▸ DO THIS:
Nothing but the lines from the one containing "I would be grateful if you could mark the bare" through the last line should be written out, please, exactly as they stand.
* begin RECORD SET *
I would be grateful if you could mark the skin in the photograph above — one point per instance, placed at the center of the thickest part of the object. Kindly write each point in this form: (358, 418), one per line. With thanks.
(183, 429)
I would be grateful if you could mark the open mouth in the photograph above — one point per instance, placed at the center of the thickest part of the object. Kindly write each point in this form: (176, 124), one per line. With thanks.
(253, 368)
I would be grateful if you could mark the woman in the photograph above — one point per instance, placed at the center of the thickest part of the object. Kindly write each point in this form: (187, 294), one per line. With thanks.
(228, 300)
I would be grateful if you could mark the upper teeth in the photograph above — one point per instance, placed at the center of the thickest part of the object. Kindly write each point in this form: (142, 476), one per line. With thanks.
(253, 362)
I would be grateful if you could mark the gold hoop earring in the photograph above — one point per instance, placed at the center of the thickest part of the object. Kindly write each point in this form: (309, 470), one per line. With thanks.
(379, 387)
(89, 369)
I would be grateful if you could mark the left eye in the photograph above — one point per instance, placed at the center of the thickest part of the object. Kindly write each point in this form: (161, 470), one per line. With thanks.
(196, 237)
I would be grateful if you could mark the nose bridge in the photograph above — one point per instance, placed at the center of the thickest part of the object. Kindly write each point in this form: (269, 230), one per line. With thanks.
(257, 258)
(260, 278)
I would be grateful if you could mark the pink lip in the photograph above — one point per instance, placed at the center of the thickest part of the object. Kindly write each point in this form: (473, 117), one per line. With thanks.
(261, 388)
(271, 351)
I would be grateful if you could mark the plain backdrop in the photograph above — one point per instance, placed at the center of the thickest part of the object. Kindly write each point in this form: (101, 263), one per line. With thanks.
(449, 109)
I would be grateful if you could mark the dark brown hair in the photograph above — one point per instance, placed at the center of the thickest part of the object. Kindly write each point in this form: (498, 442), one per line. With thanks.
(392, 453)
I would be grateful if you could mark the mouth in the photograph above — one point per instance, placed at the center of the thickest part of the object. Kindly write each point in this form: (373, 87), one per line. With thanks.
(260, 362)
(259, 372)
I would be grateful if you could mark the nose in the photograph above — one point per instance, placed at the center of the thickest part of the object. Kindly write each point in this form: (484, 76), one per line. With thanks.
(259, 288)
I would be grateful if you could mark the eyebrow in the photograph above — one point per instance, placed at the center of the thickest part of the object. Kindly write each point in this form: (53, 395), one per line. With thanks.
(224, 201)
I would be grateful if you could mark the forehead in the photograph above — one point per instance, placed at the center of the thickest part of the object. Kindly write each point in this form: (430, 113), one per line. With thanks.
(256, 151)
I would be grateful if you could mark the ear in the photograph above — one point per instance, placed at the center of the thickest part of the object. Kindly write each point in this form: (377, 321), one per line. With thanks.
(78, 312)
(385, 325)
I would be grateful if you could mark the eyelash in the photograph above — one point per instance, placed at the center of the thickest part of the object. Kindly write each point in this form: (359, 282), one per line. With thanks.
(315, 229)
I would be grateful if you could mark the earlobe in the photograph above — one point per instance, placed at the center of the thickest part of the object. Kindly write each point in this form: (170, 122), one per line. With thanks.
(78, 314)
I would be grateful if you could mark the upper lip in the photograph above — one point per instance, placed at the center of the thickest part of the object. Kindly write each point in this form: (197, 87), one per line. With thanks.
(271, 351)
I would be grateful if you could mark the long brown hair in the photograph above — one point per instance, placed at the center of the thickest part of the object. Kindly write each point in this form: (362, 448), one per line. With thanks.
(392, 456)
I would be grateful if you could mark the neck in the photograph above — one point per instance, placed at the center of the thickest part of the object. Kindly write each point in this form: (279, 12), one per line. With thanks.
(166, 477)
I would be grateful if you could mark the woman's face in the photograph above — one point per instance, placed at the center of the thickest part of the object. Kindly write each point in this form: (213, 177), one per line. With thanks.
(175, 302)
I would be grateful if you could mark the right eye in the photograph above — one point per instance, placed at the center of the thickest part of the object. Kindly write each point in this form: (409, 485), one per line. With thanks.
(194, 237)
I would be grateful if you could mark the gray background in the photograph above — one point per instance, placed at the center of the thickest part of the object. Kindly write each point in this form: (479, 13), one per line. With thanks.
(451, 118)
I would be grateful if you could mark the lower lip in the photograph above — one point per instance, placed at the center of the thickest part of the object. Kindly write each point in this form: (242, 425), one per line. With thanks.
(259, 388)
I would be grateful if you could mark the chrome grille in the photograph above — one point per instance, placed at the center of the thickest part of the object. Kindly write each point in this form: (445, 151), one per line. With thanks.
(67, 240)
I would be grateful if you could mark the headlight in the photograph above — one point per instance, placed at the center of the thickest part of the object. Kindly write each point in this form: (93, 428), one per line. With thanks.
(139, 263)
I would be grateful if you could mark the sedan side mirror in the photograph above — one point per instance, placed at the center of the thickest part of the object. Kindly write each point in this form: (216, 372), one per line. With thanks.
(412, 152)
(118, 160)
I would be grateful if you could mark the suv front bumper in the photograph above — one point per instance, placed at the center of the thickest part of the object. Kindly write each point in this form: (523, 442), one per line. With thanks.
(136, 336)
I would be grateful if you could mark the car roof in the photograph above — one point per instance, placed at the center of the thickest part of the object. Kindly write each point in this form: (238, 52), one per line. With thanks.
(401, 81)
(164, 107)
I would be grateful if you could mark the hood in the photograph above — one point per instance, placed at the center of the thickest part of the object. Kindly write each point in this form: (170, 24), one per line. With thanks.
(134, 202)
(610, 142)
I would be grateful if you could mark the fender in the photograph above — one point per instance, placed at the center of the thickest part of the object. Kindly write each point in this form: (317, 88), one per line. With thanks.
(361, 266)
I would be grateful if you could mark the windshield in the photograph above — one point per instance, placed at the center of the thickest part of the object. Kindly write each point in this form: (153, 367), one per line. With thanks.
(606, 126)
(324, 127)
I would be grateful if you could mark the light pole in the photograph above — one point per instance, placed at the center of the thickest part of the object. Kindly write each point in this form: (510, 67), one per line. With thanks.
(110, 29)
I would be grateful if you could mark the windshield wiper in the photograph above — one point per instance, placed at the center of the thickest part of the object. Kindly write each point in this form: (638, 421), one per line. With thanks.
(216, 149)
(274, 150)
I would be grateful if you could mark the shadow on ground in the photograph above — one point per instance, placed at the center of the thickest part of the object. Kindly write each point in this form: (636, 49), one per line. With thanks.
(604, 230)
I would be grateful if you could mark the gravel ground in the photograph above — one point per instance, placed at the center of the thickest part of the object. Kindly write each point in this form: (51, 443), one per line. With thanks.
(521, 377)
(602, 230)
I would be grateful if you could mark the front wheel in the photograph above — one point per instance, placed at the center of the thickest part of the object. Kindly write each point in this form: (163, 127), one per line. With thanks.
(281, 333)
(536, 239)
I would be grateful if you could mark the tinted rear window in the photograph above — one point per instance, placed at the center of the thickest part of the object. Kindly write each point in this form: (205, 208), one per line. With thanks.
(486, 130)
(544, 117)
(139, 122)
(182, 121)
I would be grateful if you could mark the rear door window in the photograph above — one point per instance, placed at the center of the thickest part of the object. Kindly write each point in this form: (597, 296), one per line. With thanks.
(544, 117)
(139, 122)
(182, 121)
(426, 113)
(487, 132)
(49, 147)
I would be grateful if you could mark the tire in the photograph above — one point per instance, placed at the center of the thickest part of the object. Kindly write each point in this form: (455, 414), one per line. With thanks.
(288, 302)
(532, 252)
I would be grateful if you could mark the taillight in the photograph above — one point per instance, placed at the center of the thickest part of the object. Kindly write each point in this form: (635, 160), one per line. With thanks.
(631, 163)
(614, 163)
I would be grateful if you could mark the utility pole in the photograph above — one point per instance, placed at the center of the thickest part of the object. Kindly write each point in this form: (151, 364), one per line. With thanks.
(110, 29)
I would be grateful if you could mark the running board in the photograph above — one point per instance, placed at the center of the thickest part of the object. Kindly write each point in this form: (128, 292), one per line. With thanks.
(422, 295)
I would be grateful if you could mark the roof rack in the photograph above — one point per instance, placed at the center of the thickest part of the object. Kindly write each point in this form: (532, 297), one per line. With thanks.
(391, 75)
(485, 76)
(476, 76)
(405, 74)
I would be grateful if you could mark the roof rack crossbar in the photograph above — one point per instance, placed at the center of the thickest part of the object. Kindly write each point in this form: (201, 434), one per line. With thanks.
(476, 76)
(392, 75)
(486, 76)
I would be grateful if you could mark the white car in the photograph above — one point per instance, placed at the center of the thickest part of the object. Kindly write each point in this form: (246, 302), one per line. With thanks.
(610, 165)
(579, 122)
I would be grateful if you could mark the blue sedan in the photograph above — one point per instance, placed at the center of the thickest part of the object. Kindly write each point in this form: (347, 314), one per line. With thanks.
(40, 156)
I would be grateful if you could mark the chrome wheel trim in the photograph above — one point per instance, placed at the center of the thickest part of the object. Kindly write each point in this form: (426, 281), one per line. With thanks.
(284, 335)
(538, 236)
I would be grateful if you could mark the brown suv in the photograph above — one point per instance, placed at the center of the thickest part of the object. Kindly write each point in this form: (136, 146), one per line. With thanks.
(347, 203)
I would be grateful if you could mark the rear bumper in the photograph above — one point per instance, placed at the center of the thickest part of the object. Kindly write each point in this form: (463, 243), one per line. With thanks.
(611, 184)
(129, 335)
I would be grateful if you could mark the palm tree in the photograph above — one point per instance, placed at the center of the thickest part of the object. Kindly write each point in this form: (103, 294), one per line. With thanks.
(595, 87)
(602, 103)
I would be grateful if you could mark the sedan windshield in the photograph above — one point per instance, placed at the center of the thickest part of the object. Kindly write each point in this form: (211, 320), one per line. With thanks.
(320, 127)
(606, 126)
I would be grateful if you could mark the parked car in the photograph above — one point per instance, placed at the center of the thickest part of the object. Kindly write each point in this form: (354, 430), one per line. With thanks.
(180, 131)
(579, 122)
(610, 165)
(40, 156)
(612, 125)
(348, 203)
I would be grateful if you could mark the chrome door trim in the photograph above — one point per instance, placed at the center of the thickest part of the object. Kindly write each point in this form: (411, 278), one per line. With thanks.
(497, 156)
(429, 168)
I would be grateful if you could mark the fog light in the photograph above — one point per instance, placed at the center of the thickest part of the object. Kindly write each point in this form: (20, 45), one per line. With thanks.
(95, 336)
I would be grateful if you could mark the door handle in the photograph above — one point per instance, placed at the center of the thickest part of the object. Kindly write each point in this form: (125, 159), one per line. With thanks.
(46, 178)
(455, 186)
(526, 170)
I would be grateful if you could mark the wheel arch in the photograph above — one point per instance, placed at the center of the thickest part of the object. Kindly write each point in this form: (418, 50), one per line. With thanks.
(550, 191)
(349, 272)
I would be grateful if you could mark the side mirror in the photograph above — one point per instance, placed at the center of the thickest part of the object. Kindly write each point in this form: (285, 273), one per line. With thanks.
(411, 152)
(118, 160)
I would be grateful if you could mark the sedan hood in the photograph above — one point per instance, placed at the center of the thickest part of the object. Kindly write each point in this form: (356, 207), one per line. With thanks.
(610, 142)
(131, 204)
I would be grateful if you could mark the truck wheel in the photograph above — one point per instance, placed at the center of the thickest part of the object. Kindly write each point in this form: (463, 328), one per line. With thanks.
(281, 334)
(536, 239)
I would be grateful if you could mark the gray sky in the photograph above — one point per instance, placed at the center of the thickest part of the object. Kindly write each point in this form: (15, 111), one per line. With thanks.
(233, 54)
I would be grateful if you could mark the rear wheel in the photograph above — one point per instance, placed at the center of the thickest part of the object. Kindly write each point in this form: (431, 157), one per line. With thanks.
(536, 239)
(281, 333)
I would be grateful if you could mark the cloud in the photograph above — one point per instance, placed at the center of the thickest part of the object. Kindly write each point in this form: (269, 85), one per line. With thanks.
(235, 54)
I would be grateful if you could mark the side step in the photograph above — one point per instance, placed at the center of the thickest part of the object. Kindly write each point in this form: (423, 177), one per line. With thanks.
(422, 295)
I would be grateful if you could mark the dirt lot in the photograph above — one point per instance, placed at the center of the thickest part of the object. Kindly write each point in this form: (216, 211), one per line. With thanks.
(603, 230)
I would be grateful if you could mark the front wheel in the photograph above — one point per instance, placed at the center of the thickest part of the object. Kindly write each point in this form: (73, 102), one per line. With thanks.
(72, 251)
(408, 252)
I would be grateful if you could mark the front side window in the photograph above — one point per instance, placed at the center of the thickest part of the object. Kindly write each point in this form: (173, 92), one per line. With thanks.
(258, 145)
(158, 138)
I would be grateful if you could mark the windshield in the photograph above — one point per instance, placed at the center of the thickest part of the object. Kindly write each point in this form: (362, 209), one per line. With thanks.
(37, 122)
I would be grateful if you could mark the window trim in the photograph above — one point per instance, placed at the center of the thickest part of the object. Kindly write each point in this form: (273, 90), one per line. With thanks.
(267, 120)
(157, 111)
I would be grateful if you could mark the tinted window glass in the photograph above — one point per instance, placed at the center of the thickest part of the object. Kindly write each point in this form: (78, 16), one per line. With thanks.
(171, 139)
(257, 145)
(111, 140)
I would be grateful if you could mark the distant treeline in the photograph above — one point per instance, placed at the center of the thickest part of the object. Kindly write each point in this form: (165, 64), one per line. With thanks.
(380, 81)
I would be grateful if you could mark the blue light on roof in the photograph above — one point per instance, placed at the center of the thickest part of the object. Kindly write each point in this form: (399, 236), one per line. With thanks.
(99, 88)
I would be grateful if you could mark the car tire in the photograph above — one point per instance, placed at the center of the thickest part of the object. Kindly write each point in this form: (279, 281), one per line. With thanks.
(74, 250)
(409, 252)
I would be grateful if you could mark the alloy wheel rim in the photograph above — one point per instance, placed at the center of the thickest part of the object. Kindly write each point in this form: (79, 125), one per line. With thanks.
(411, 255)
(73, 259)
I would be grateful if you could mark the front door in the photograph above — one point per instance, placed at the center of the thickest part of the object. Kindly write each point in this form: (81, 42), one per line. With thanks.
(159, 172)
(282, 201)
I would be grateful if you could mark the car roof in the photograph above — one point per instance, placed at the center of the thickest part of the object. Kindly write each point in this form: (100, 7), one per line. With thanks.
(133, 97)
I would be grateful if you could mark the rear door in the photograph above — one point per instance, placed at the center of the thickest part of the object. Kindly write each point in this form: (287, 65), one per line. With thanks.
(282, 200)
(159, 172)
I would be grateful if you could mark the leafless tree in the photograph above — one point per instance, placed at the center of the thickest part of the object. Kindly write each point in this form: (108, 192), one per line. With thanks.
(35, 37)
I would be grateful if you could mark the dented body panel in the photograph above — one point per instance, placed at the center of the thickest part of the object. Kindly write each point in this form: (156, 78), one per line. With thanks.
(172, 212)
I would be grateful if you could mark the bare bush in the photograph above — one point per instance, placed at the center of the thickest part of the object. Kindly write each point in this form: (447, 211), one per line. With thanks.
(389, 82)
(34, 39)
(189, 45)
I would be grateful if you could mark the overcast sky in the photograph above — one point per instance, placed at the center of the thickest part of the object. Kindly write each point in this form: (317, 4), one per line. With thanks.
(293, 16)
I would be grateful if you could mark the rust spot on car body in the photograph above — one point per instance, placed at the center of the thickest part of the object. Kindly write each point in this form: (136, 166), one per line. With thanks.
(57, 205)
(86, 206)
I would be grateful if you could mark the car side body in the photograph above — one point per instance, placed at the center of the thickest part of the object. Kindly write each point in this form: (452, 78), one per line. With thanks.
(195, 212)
* end RECORD SET *
▸ OUTPUT FOR THIS TASK:
I would be grateful if you could mark the bare bush in the photograph above — one point per instance, placed at the center of the thickest part of the object. Kindly write each point in this form: (447, 211), one per line. With thanks.
(389, 82)
(34, 39)
(189, 45)
I would be grateful if you could mark the overcast sky in the photograph above — one point per instance, placed at the center of the thickest part of the object. Kindly write each point in this form: (317, 4), one per line. With thanks.
(293, 16)
I would be grateful if you could mark the rust spot on car body in the photograph above — one point per instance, placed at the center of the thickest part of the object. Kindly write each point in this form: (136, 166), one per line. With thanks.
(57, 205)
(86, 206)
I would be grateful if you could mark the car side body in the photograph above — one point per instance, placed at the center of the thickest part of the object. Kindly write each point in this form: (452, 78), one per line. With thanks.
(195, 212)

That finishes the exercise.